What this task involves:
Retype the listing that follows, exactly as written.

Part of a data file:
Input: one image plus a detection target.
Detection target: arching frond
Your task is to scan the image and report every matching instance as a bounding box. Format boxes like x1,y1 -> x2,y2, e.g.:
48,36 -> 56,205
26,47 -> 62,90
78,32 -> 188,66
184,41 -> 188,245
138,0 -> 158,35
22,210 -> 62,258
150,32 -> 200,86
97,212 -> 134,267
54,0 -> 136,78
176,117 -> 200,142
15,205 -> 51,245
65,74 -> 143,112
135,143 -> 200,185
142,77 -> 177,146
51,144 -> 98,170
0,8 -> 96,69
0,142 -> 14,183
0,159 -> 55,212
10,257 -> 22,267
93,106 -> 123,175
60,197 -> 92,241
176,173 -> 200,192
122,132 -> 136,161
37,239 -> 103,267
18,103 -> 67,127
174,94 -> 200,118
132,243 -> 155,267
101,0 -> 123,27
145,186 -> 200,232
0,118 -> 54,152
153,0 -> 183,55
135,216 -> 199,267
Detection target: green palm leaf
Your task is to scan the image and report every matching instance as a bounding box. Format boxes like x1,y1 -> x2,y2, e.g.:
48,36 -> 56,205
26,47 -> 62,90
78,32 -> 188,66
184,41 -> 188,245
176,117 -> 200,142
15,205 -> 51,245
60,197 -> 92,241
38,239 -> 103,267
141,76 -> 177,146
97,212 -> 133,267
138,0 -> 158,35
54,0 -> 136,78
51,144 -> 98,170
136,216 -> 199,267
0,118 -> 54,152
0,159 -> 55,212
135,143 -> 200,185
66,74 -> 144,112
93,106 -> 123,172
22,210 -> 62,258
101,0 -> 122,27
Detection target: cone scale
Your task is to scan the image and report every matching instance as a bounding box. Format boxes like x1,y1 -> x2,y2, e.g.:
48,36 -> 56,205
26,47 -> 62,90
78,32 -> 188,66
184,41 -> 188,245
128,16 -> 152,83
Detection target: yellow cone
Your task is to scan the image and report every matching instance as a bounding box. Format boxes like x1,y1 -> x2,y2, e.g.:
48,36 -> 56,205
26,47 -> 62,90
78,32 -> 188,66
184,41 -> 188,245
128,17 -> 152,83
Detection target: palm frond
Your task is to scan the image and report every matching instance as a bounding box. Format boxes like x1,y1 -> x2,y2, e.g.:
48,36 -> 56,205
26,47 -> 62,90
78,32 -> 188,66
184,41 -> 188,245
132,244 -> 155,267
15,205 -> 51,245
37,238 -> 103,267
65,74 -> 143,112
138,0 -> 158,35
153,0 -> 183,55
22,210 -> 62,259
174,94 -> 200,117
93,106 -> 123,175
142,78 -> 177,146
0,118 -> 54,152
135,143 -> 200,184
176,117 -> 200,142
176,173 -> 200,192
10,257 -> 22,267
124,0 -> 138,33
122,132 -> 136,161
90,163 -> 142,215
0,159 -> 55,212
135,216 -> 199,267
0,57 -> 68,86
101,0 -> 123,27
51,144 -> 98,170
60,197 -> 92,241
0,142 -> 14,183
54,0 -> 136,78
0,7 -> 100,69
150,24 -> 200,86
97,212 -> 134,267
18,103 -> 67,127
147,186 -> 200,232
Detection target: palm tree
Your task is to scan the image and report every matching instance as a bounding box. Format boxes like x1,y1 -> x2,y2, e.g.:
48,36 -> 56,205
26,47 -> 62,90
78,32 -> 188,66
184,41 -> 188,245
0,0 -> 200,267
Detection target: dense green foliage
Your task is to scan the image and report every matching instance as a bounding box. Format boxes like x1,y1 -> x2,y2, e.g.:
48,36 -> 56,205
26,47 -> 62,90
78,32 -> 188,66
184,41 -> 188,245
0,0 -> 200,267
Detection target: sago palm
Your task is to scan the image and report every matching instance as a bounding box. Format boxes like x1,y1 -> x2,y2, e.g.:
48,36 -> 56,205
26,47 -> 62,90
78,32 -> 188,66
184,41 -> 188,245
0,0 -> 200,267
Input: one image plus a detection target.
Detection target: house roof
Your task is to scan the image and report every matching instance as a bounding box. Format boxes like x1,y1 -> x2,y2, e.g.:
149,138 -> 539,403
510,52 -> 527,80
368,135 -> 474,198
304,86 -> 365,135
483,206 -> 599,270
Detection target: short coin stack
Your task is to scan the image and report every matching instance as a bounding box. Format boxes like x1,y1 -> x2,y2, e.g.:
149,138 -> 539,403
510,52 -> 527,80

Solution to the exercise:
Input: one image plus a detection target.
Detection target: arching frond
Your task is to scan the image and report every matching instance as a bounding box. Format boxes like x1,y1 -> x2,y2, e.g.:
48,36 -> 56,205
26,47 -> 62,90
78,32 -> 188,66
184,41 -> 188,245
138,0 -> 158,35
22,210 -> 62,258
150,32 -> 200,86
97,212 -> 134,267
54,0 -> 136,78
176,117 -> 200,142
15,205 -> 51,245
65,74 -> 143,112
135,143 -> 200,185
142,77 -> 177,146
51,144 -> 98,170
0,8 -> 96,69
0,142 -> 14,183
0,159 -> 55,212
10,257 -> 22,267
93,106 -> 123,175
60,197 -> 92,241
176,173 -> 200,192
122,132 -> 136,161
37,239 -> 103,267
18,103 -> 67,127
174,94 -> 200,118
132,243 -> 155,267
101,0 -> 123,27
145,186 -> 200,232
0,118 -> 54,152
153,0 -> 183,55
135,216 -> 199,267
Detection target: green palm leaf
Your task is to scan the image and report every matching instance as a bounding box. Format boxes like x1,y1 -> x2,y2, e.g.:
48,36 -> 56,205
26,47 -> 62,90
78,32 -> 188,66
184,41 -> 188,245
176,117 -> 200,142
15,205 -> 51,245
60,197 -> 92,241
38,239 -> 103,267
141,76 -> 177,146
97,212 -> 133,267
138,0 -> 158,35
54,0 -> 136,78
51,144 -> 98,170
136,216 -> 199,267
0,118 -> 54,152
0,159 -> 55,212
135,143 -> 200,185
66,74 -> 144,112
93,106 -> 123,172
22,210 -> 62,258
101,0 -> 122,27
Detection target: cone scale
Your task is to scan the image and report every matching instance as a bounding box. Format boxes like x1,y1 -> x2,y2, e.g.:
48,36 -> 56,205
26,47 -> 62,90
78,32 -> 188,66
184,41 -> 188,245
128,16 -> 152,83
Detection target: yellow cone
Your task is to scan the image and report every matching instance as a bounding box. Format boxes like x1,y1 -> x2,y2, e.g.:
48,36 -> 56,205
26,47 -> 62,90
78,32 -> 188,66
184,41 -> 188,245
128,17 -> 152,83
Detection target: palm frond
Your task is to scan the image and report every matching instance as a bounding box. Format boxes like x1,y1 -> x2,y2, e.g.:
48,36 -> 56,205
26,47 -> 62,90
78,32 -> 188,66
184,41 -> 188,245
132,244 -> 155,267
15,205 -> 51,245
37,238 -> 103,267
65,74 -> 143,112
138,0 -> 158,35
153,0 -> 183,55
22,210 -> 62,259
174,94 -> 200,117
93,106 -> 123,175
142,78 -> 177,146
0,118 -> 54,152
135,143 -> 200,184
176,117 -> 200,142
176,173 -> 200,192
10,257 -> 22,267
124,0 -> 138,33
122,132 -> 136,161
90,163 -> 142,215
0,159 -> 55,212
135,216 -> 199,267
0,57 -> 68,86
101,0 -> 123,27
51,144 -> 98,170
60,197 -> 92,241
0,142 -> 14,183
54,0 -> 136,78
0,7 -> 100,69
150,24 -> 200,86
97,212 -> 134,267
18,103 -> 67,127
147,186 -> 200,232
Detection target: palm tree
Your task is to scan the image and report every matching instance as a bounding box. Format boxes like x1,y1 -> x2,y2, e.g.:
48,36 -> 56,205
26,47 -> 62,90
78,32 -> 188,66
184,41 -> 188,245
0,0 -> 200,267
Detection target: dense green foliage
Your task is to scan the image and report every matching instance as a bounding box. Format boxes like x1,y1 -> x2,y2, e.g.:
48,36 -> 56,205
26,47 -> 62,90
78,32 -> 188,66
184,41 -> 188,245
0,0 -> 200,267
Detection target: sago palm
Your task is to scan the image and report every matching instance as a bounding box. Format boxes like x1,y1 -> x2,y2, e.g.:
48,36 -> 56,205
26,47 -> 62,90
78,32 -> 188,66
184,41 -> 188,245
0,0 -> 200,267
Input: one image plus a detection target.
Detection target: house roof
Your task is to scan the image and report every matching instance as a bounding box. Format boxes like x1,y1 -> x2,y2, e.g.:
149,138 -> 539,403
510,52 -> 527,80
368,135 -> 474,198
304,86 -> 365,135
483,206 -> 599,270
Detection target: short coin stack
Your task is to scan the image and report every matching instance as a bounding box. Format boxes like x1,y1 -> x2,y2, e.g.:
149,138 -> 539,403
510,52 -> 527,80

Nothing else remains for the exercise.